Begin

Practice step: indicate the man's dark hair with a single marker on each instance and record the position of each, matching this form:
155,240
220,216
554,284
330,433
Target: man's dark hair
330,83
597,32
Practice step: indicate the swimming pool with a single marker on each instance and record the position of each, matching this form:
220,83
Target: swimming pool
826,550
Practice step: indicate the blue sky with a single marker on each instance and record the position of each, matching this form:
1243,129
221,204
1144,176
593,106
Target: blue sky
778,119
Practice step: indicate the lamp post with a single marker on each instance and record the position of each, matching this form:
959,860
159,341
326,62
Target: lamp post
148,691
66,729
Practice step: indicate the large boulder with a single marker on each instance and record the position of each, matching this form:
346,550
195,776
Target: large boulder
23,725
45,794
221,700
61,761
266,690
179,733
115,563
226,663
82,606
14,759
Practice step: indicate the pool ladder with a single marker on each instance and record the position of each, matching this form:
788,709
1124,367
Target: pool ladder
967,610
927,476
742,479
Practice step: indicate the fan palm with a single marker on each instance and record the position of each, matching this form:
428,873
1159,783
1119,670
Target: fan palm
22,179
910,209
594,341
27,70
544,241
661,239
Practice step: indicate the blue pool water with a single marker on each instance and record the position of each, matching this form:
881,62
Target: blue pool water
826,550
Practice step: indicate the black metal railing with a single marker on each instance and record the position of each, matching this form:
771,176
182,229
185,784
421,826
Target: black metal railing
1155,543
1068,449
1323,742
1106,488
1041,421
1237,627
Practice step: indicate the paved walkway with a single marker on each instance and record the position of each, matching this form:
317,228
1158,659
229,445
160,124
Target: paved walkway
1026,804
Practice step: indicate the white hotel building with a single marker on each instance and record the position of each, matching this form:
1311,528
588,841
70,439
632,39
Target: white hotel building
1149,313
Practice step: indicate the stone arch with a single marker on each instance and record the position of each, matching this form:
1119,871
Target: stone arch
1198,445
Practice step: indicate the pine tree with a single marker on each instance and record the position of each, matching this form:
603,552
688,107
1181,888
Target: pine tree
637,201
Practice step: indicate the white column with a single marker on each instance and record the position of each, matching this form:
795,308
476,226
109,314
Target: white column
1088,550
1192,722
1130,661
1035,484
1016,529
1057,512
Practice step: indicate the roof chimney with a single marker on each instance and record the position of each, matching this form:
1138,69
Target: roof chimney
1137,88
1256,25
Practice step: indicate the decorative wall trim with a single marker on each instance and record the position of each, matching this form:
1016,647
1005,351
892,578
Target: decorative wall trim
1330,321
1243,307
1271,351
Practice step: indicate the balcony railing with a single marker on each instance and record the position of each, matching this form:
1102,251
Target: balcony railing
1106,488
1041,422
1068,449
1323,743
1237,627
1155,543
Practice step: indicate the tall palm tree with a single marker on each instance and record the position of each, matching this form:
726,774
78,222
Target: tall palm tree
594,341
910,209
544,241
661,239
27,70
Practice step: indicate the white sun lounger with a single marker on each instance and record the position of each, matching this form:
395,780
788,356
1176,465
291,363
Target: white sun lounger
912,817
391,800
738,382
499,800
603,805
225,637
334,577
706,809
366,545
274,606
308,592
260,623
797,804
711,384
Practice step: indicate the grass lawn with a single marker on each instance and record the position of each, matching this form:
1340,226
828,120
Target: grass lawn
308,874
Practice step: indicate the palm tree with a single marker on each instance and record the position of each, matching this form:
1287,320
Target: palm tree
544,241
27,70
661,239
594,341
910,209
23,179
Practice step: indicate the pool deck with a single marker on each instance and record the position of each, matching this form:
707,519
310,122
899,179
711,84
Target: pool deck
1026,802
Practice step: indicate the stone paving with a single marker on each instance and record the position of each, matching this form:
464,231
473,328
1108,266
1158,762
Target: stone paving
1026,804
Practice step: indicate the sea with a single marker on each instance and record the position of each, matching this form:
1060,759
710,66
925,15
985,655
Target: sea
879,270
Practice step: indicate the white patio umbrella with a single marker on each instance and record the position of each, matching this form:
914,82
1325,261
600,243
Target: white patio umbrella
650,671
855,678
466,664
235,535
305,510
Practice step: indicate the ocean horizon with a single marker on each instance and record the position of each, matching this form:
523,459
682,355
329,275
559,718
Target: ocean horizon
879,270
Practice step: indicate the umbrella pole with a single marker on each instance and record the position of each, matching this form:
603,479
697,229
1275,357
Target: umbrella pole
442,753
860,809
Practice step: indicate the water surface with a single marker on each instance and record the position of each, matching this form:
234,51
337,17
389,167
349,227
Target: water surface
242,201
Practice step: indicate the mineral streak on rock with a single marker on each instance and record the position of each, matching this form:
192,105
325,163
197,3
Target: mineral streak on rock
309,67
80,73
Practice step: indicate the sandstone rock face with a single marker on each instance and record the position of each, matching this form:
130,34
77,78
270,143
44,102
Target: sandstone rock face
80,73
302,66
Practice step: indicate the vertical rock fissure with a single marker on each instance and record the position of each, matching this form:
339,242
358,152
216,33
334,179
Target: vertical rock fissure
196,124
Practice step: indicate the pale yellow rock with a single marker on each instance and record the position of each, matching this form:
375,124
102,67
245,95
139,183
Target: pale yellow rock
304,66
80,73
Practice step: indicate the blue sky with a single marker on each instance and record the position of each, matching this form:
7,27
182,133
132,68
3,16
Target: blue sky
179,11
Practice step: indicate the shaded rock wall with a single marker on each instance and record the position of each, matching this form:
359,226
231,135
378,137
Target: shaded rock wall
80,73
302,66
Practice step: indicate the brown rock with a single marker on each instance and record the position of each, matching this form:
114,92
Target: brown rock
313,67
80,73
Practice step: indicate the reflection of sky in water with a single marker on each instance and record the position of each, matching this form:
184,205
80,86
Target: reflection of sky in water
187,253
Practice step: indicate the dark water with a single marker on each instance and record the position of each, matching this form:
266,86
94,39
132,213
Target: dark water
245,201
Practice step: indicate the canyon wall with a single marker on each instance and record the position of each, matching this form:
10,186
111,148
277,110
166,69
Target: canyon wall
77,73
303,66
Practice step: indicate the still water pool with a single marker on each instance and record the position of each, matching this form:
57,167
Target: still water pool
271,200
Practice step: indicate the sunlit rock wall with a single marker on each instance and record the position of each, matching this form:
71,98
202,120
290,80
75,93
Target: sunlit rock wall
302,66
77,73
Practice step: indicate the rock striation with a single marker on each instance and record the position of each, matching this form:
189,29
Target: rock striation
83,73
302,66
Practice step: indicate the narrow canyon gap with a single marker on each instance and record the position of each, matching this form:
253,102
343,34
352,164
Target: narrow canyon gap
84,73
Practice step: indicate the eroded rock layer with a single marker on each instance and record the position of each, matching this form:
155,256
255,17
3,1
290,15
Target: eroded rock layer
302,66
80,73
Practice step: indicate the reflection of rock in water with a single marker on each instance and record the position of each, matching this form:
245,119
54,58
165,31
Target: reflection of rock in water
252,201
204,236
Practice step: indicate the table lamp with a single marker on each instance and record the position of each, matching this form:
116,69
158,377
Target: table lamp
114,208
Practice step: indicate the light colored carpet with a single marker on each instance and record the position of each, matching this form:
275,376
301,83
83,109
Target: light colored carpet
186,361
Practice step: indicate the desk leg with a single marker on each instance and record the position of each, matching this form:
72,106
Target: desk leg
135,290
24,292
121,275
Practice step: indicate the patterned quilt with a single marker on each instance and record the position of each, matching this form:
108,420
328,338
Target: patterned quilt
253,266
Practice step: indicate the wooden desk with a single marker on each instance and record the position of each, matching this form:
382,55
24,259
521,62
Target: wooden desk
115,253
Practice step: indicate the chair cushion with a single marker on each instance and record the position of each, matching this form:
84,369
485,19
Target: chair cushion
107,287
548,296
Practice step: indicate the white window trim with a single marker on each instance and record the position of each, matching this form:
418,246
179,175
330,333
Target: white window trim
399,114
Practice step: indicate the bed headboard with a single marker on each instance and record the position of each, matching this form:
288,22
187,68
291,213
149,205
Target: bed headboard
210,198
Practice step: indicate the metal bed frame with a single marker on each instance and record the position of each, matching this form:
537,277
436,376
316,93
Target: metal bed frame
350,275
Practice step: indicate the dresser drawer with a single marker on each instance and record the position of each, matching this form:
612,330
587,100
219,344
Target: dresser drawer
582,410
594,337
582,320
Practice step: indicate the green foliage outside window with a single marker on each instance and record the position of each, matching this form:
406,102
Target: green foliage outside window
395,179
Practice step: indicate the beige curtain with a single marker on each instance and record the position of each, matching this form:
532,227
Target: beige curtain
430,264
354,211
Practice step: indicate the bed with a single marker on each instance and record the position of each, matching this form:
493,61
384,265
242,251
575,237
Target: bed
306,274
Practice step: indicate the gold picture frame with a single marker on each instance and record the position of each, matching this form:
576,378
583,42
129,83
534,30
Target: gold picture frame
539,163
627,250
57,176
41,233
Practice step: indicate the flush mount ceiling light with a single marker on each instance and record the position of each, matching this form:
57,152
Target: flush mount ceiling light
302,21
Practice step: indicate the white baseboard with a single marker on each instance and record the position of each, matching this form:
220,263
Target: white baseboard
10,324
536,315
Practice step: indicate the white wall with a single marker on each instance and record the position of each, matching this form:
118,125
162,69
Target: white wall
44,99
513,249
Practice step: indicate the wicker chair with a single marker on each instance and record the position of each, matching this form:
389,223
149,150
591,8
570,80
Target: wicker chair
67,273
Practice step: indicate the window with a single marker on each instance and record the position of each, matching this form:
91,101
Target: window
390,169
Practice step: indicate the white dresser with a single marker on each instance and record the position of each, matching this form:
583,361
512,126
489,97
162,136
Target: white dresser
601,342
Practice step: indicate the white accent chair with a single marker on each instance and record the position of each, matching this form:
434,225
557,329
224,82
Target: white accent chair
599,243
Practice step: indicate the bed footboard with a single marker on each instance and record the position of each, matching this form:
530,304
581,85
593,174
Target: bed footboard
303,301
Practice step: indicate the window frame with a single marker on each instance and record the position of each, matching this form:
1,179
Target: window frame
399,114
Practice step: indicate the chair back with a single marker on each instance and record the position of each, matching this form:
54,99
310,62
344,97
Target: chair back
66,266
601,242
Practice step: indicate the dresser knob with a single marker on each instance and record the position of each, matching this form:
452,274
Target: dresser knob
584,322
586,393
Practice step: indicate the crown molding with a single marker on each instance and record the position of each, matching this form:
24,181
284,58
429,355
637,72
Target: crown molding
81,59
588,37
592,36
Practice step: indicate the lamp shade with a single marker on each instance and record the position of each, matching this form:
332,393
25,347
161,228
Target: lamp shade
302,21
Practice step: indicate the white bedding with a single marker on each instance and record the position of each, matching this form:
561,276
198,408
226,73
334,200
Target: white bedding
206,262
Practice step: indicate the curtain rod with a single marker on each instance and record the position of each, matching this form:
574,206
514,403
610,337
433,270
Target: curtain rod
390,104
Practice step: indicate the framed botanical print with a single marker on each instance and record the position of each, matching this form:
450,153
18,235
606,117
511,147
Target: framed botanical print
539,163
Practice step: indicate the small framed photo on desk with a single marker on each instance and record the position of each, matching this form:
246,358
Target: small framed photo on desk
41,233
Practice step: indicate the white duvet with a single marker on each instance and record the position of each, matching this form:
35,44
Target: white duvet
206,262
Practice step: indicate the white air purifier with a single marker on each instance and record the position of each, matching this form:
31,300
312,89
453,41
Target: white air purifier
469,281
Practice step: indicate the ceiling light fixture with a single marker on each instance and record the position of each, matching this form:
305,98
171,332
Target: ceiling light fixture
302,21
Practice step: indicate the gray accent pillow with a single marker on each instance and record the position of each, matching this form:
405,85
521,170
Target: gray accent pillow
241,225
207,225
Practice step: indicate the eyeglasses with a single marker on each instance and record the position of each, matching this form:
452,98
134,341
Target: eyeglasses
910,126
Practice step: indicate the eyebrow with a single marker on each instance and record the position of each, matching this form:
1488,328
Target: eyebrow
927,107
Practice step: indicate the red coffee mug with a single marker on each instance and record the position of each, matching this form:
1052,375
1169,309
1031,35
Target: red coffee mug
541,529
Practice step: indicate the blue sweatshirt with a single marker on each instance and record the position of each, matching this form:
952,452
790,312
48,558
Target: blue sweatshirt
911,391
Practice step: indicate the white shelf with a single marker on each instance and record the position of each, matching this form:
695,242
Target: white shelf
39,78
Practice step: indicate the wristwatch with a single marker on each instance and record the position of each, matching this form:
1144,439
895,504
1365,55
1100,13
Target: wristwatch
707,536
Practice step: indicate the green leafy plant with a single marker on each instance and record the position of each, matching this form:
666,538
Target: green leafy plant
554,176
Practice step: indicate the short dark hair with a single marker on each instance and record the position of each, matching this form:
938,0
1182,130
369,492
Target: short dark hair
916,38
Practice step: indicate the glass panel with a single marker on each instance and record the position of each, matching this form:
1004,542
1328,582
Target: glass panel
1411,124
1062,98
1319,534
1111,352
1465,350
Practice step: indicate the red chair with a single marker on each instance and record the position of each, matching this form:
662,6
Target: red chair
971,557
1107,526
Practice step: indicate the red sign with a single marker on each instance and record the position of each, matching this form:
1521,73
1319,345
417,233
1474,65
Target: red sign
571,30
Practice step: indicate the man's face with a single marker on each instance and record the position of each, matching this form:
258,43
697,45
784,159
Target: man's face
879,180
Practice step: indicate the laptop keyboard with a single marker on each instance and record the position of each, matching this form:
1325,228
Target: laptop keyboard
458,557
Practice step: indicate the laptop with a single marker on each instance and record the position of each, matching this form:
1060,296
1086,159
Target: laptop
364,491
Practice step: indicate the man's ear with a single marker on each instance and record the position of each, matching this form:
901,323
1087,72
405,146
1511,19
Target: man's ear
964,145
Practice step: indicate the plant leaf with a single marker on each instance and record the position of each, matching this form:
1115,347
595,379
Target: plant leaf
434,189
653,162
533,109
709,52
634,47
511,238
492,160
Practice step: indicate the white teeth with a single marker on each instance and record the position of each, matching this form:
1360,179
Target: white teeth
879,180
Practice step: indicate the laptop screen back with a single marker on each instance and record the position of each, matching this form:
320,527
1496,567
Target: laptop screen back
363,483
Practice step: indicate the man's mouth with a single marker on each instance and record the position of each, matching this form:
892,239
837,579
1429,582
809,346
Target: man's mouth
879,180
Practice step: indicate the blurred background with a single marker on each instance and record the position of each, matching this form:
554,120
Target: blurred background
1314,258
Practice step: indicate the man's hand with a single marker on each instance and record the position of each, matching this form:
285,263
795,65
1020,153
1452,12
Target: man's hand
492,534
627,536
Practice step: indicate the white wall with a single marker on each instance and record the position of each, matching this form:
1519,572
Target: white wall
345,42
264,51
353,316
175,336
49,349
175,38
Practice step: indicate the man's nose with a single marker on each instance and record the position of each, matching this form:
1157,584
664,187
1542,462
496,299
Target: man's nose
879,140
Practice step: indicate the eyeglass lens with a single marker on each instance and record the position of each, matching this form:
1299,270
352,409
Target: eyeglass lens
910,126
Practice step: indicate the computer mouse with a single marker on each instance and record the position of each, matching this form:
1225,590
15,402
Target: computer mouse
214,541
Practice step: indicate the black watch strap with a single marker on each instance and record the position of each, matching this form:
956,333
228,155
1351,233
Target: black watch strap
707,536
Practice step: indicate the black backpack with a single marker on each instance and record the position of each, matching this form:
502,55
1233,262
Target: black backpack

End

» **Task**
Each line from the one containing "Practice step: indicate the plant" through the end of the entries, both included, is to be returned exactly, with no other lines.

» **Response below**
Practice step: indicate the plant leaf with a single marker on each instance and record the position of each, matching this form:
1115,347
595,379
Target: plant leaf
434,189
653,162
533,109
709,52
634,47
511,238
492,160
Practice step: indicate the white teeth with a single marker on each instance and record the position of each, matching this form:
1360,179
Target: white teeth
879,180
Practice step: indicate the laptop screen back with a single marker on each instance and record the position of each, matching this form:
320,527
1496,567
Target: laptop screen back
363,483
Practice step: indicate the man's mouth with a single marker on each instance and record the position of each, matching this form:
892,239
837,579
1429,582
809,346
Target: man's mouth
879,180
Practice step: indicate the blurred background with a single marker on each instance and record the position of each, matching this form:
554,120
Target: blurred background
1314,258
Practice step: indicate the man's hand with a single marker on each instance and record the position of each, matching this form:
285,263
795,65
1020,153
1452,12
Target: man's hand
492,534
627,536
Practice step: indicate the white wall with a single marker on each instance and record the position of each, matching this form:
1519,572
Target: white wall
345,42
264,51
353,316
175,336
49,349
175,38
Practice step: indicate the man's nose with a single marker on each instance and record the position of each, matching this form:
1157,584
664,187
1542,462
496,299
Target: man's nose
879,140
Practice step: indicate the eyeglass lens with a single marker on each instance and record the position of each, matching this form:
1299,270
352,409
Target: eyeglass lens
910,126
Practice step: indicate the computer mouse with a single marker on each instance and record the position of each, matching this form:
1225,590
15,402
Target: computer mouse
214,541
Practice step: indicate the black watch strap with a single marker on each instance and record the position of each, matching this form:
956,333
228,155
1351,233
Target: black watch strap
707,536
Practice step: indicate the black backpack with a single marker on each instance and record the position of each, matching this form:
502,55
1233,262
Target: black backpack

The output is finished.